(Point labeling data from photos)
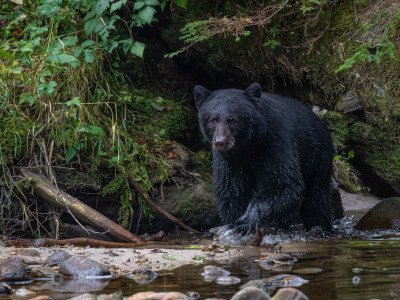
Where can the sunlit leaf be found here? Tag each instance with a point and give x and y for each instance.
(69, 154)
(137, 49)
(146, 14)
(181, 3)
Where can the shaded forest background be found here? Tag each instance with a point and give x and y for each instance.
(93, 91)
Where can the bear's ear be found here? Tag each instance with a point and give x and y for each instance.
(200, 94)
(254, 91)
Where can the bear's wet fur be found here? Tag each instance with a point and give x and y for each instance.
(272, 159)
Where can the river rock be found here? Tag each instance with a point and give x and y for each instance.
(88, 296)
(251, 292)
(227, 280)
(215, 272)
(289, 294)
(277, 261)
(13, 269)
(28, 252)
(42, 297)
(23, 292)
(270, 284)
(43, 272)
(80, 266)
(5, 289)
(56, 258)
(384, 215)
(159, 296)
(143, 275)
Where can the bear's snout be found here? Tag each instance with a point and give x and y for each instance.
(222, 139)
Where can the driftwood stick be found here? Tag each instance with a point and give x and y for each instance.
(79, 209)
(158, 208)
(78, 242)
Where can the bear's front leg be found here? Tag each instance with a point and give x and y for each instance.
(276, 207)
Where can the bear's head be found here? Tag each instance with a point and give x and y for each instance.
(228, 118)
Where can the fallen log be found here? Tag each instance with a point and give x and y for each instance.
(162, 211)
(44, 189)
(77, 242)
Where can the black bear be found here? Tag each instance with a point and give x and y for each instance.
(272, 159)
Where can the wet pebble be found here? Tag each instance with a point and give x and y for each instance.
(211, 273)
(5, 289)
(158, 296)
(43, 297)
(143, 275)
(289, 294)
(27, 252)
(42, 272)
(270, 284)
(87, 296)
(277, 262)
(227, 280)
(23, 292)
(193, 295)
(12, 270)
(251, 292)
(80, 266)
(56, 258)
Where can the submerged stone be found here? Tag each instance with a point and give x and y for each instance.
(211, 273)
(307, 271)
(158, 296)
(13, 270)
(56, 258)
(227, 280)
(80, 266)
(87, 296)
(5, 289)
(289, 294)
(384, 215)
(143, 275)
(270, 284)
(251, 292)
(42, 272)
(277, 261)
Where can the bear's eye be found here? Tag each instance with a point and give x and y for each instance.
(212, 121)
(232, 121)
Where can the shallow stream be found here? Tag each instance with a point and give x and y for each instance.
(353, 267)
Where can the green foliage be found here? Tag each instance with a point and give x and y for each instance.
(345, 174)
(273, 42)
(310, 5)
(55, 90)
(376, 40)
(369, 54)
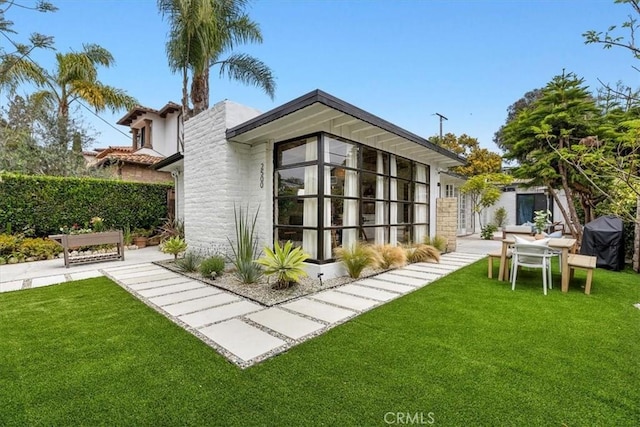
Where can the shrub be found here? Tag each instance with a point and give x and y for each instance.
(356, 258)
(390, 256)
(48, 203)
(245, 248)
(438, 242)
(487, 231)
(212, 266)
(285, 262)
(172, 227)
(174, 246)
(8, 244)
(422, 253)
(500, 217)
(189, 262)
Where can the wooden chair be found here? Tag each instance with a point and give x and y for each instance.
(497, 255)
(583, 262)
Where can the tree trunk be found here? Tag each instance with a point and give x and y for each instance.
(636, 241)
(563, 211)
(186, 111)
(200, 92)
(574, 224)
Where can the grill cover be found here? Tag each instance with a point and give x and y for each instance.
(603, 238)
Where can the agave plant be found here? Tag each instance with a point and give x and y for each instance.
(285, 262)
(356, 258)
(245, 248)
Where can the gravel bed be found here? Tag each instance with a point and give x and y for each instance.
(262, 291)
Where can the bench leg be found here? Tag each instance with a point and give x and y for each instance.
(587, 287)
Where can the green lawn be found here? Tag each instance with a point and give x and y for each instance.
(463, 351)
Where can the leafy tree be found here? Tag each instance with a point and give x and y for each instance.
(513, 111)
(629, 143)
(10, 61)
(563, 115)
(484, 191)
(479, 160)
(75, 77)
(28, 142)
(201, 32)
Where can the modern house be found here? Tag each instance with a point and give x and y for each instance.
(321, 172)
(155, 134)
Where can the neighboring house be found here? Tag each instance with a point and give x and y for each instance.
(521, 201)
(449, 186)
(155, 134)
(323, 173)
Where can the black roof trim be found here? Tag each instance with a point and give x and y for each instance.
(342, 106)
(167, 161)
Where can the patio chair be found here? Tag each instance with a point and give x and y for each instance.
(532, 256)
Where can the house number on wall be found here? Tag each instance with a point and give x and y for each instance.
(261, 175)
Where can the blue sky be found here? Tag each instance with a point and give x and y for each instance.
(401, 60)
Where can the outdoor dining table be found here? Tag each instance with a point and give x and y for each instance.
(563, 244)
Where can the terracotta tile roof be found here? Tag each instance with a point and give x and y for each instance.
(141, 159)
(124, 154)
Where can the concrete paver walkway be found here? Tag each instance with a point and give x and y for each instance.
(244, 331)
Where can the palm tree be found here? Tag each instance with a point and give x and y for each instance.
(74, 78)
(201, 32)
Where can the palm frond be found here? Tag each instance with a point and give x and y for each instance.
(249, 70)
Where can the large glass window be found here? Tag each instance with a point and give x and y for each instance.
(367, 195)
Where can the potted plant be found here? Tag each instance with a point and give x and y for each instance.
(140, 237)
(541, 220)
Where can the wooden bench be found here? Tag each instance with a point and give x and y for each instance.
(496, 255)
(71, 241)
(582, 262)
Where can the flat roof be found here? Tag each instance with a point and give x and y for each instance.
(323, 106)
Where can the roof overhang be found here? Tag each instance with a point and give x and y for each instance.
(168, 164)
(137, 111)
(319, 111)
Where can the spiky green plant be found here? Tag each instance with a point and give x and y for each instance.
(212, 266)
(390, 256)
(245, 248)
(285, 262)
(356, 258)
(438, 242)
(174, 246)
(189, 262)
(422, 253)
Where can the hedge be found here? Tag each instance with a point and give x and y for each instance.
(46, 203)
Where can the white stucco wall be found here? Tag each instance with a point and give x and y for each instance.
(164, 132)
(219, 174)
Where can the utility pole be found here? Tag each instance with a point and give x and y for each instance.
(441, 118)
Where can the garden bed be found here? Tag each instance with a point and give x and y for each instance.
(262, 292)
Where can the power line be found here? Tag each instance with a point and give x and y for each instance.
(441, 118)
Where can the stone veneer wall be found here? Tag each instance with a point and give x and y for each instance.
(447, 220)
(219, 174)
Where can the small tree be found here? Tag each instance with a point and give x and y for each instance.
(174, 246)
(484, 191)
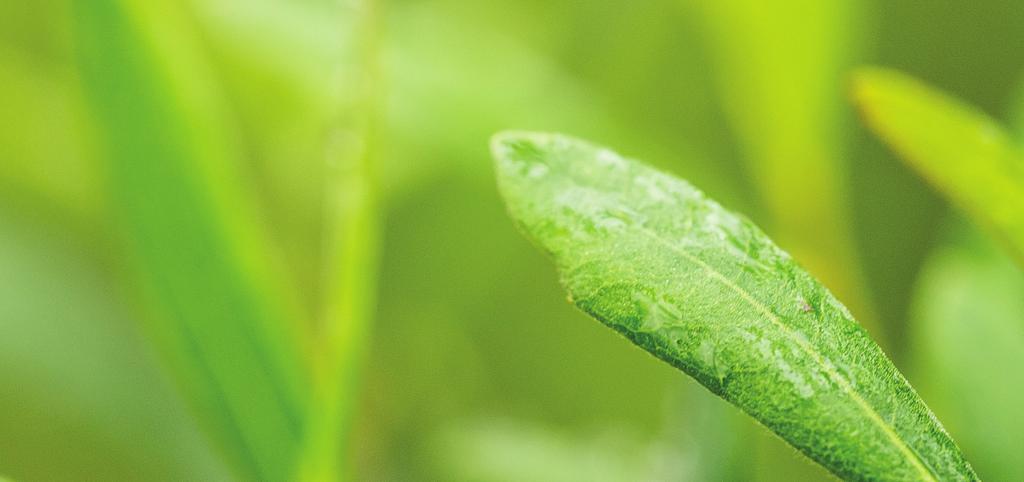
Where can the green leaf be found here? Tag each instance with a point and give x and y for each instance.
(962, 151)
(780, 68)
(193, 245)
(707, 292)
(970, 297)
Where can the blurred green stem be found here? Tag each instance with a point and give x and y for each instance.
(351, 234)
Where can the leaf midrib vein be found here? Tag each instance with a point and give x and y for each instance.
(818, 358)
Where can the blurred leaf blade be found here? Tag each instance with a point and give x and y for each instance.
(193, 243)
(969, 297)
(350, 263)
(963, 152)
(707, 292)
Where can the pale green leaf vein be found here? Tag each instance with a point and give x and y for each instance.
(836, 377)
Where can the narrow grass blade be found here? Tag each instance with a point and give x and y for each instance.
(706, 291)
(349, 267)
(962, 151)
(193, 246)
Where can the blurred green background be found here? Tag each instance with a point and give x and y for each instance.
(320, 168)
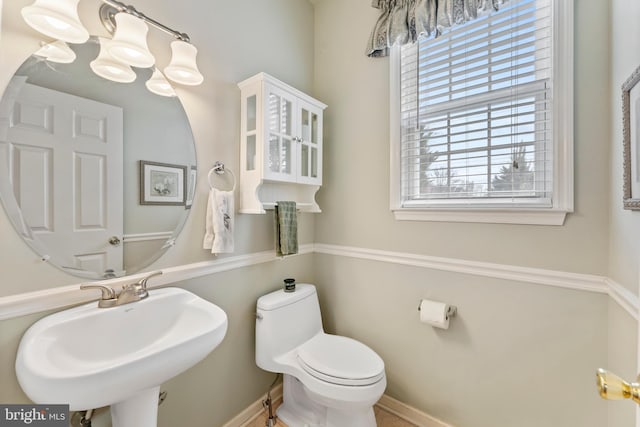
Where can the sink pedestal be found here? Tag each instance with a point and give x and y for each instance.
(140, 410)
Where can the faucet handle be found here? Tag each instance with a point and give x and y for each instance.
(143, 282)
(108, 297)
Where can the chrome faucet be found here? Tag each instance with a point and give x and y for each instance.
(130, 293)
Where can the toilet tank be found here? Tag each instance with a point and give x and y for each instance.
(284, 321)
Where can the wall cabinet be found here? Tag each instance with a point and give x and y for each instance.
(281, 145)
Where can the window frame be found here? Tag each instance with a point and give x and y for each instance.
(478, 210)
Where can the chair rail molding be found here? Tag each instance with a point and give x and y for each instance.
(55, 298)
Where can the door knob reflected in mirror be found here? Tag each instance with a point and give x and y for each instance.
(612, 387)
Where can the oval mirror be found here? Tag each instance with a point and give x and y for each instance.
(96, 176)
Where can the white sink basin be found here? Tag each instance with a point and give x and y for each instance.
(89, 357)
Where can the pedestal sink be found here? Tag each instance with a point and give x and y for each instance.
(89, 357)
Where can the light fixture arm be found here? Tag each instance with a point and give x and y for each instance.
(110, 7)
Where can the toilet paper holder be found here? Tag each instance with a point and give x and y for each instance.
(451, 310)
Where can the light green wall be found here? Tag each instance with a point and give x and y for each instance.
(516, 355)
(625, 225)
(357, 155)
(512, 344)
(624, 245)
(235, 40)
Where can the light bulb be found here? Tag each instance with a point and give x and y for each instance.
(110, 68)
(183, 68)
(129, 43)
(56, 18)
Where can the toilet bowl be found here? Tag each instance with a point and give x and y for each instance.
(329, 380)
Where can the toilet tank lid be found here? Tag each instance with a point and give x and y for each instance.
(280, 298)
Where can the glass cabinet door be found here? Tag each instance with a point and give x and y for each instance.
(280, 143)
(310, 153)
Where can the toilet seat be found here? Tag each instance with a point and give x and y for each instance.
(340, 360)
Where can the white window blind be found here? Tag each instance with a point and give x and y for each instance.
(476, 112)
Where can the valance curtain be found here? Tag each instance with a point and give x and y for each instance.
(404, 21)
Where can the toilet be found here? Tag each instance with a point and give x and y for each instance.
(329, 380)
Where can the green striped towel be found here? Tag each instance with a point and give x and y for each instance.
(286, 218)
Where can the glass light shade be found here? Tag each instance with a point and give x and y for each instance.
(110, 68)
(129, 43)
(57, 51)
(183, 68)
(56, 18)
(159, 85)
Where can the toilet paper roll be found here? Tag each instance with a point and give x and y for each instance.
(434, 313)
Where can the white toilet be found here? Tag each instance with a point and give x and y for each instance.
(329, 380)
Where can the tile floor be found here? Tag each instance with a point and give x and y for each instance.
(384, 419)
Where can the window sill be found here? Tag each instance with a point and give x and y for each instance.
(486, 216)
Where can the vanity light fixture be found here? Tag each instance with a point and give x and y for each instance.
(181, 69)
(59, 19)
(108, 67)
(159, 85)
(56, 18)
(57, 51)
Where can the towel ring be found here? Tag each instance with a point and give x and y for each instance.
(219, 168)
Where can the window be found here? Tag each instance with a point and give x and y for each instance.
(482, 119)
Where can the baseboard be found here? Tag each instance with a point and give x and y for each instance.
(387, 403)
(409, 413)
(253, 411)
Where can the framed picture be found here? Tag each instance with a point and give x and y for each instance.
(191, 187)
(631, 141)
(162, 183)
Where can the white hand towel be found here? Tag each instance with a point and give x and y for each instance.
(219, 222)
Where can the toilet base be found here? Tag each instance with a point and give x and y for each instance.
(298, 410)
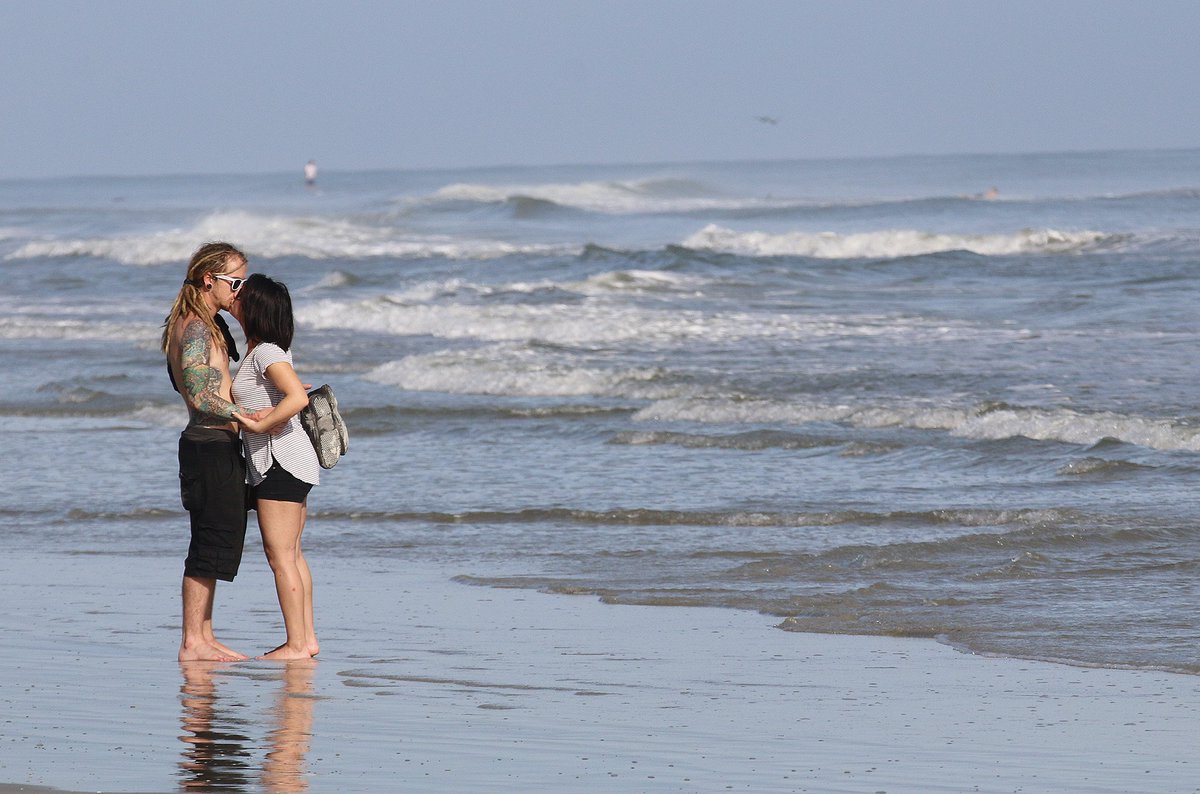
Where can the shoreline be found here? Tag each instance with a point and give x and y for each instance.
(435, 685)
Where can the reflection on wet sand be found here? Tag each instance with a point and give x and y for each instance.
(288, 741)
(216, 755)
(220, 752)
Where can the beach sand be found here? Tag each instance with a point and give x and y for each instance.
(429, 685)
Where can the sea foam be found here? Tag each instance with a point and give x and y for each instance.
(987, 423)
(279, 235)
(887, 245)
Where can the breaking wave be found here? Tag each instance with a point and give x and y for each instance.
(892, 244)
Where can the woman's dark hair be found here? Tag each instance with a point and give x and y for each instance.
(267, 311)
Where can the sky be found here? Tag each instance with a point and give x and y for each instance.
(165, 86)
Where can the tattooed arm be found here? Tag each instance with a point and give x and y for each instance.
(202, 382)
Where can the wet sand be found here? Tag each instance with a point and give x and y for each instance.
(425, 684)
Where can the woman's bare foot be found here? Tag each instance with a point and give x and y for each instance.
(285, 653)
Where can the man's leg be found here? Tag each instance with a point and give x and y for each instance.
(198, 644)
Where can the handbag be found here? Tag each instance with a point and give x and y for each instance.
(324, 426)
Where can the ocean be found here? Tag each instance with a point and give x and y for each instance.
(859, 396)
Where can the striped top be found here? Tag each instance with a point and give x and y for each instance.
(253, 390)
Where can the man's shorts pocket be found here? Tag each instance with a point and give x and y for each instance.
(191, 492)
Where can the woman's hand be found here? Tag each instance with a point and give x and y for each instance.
(257, 421)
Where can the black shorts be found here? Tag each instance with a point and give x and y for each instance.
(280, 485)
(213, 488)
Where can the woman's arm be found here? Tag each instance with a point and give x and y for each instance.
(294, 401)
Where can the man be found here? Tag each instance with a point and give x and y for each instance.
(211, 468)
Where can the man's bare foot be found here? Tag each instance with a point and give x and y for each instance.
(225, 649)
(207, 653)
(286, 654)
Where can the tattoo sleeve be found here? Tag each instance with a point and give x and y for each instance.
(202, 382)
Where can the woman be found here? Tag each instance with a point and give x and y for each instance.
(281, 462)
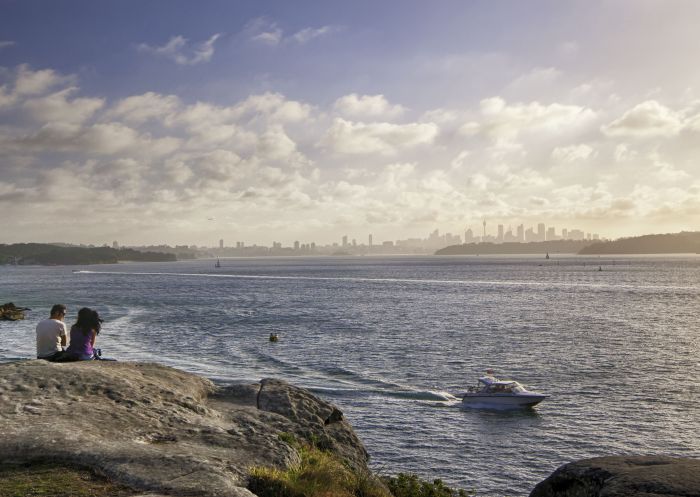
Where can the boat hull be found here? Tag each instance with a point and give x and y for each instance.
(501, 400)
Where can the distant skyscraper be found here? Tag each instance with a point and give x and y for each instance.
(551, 233)
(468, 236)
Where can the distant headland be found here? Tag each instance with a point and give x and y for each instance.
(686, 242)
(48, 254)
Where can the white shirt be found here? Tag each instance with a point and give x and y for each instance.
(48, 337)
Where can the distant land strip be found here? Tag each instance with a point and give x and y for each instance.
(515, 248)
(47, 254)
(686, 242)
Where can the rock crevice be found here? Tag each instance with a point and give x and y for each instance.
(159, 429)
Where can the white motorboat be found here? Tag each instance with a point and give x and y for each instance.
(495, 393)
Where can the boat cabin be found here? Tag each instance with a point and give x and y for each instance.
(490, 384)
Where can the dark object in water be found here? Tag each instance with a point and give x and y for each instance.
(97, 356)
(10, 312)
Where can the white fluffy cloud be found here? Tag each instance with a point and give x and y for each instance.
(267, 32)
(58, 107)
(141, 108)
(505, 122)
(274, 160)
(573, 153)
(346, 137)
(646, 120)
(371, 107)
(181, 51)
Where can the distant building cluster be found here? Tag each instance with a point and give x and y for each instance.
(541, 233)
(434, 241)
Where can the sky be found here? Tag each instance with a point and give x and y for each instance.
(184, 122)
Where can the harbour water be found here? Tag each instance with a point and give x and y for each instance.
(391, 340)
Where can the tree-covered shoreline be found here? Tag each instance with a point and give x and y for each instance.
(54, 255)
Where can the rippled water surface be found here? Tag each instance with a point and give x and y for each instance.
(389, 339)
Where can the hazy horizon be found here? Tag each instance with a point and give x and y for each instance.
(182, 123)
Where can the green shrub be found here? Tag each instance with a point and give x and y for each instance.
(409, 485)
(319, 474)
(53, 480)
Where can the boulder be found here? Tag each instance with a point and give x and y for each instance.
(10, 312)
(622, 476)
(158, 429)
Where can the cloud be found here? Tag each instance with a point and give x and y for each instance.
(346, 137)
(142, 108)
(573, 153)
(29, 82)
(648, 119)
(179, 50)
(267, 32)
(99, 139)
(537, 80)
(262, 30)
(367, 106)
(57, 107)
(504, 122)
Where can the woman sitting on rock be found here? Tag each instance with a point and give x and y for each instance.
(82, 336)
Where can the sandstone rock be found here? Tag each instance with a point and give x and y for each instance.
(10, 312)
(622, 476)
(158, 429)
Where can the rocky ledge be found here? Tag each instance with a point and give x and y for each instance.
(10, 312)
(162, 431)
(157, 429)
(621, 476)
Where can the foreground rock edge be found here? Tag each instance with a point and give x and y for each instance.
(158, 429)
(623, 476)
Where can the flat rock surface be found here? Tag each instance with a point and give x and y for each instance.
(159, 429)
(621, 476)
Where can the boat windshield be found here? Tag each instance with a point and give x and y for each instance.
(511, 387)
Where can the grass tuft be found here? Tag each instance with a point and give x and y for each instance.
(409, 485)
(54, 480)
(319, 474)
(323, 474)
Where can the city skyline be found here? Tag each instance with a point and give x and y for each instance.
(306, 121)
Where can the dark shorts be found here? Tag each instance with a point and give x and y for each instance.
(55, 357)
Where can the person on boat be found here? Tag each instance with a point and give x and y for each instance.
(82, 336)
(51, 335)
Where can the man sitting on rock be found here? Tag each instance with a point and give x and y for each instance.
(51, 335)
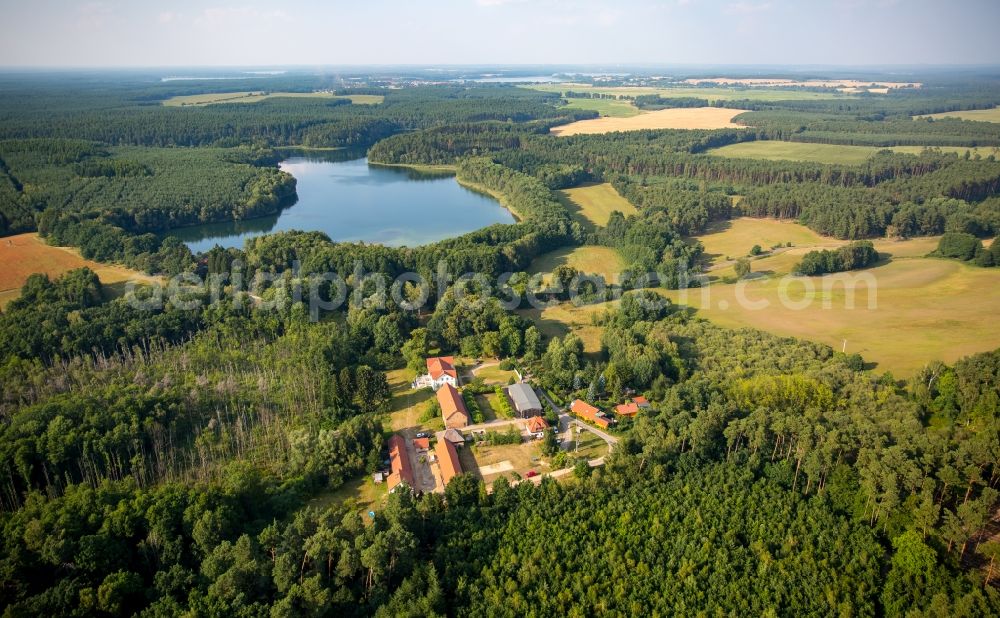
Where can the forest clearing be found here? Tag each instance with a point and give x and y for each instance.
(773, 150)
(678, 118)
(593, 203)
(24, 254)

**Task prompt**
Copy the data verbatim, starting at the line that contains "Where can the person" and continuing through the final line of the data. Omit the pictures from your answer.

**Response below**
Where can the person on boat be found here? Tag each instance with a point and give x and y for each instance.
(82, 336)
(51, 335)
Where can the man sitting on rock be found here? Tag each instance with a point and give x and y for each instance.
(51, 335)
Where can the forest clearing be found here? Tag each instance with a point and give x and y for each instance.
(773, 150)
(678, 118)
(593, 203)
(24, 254)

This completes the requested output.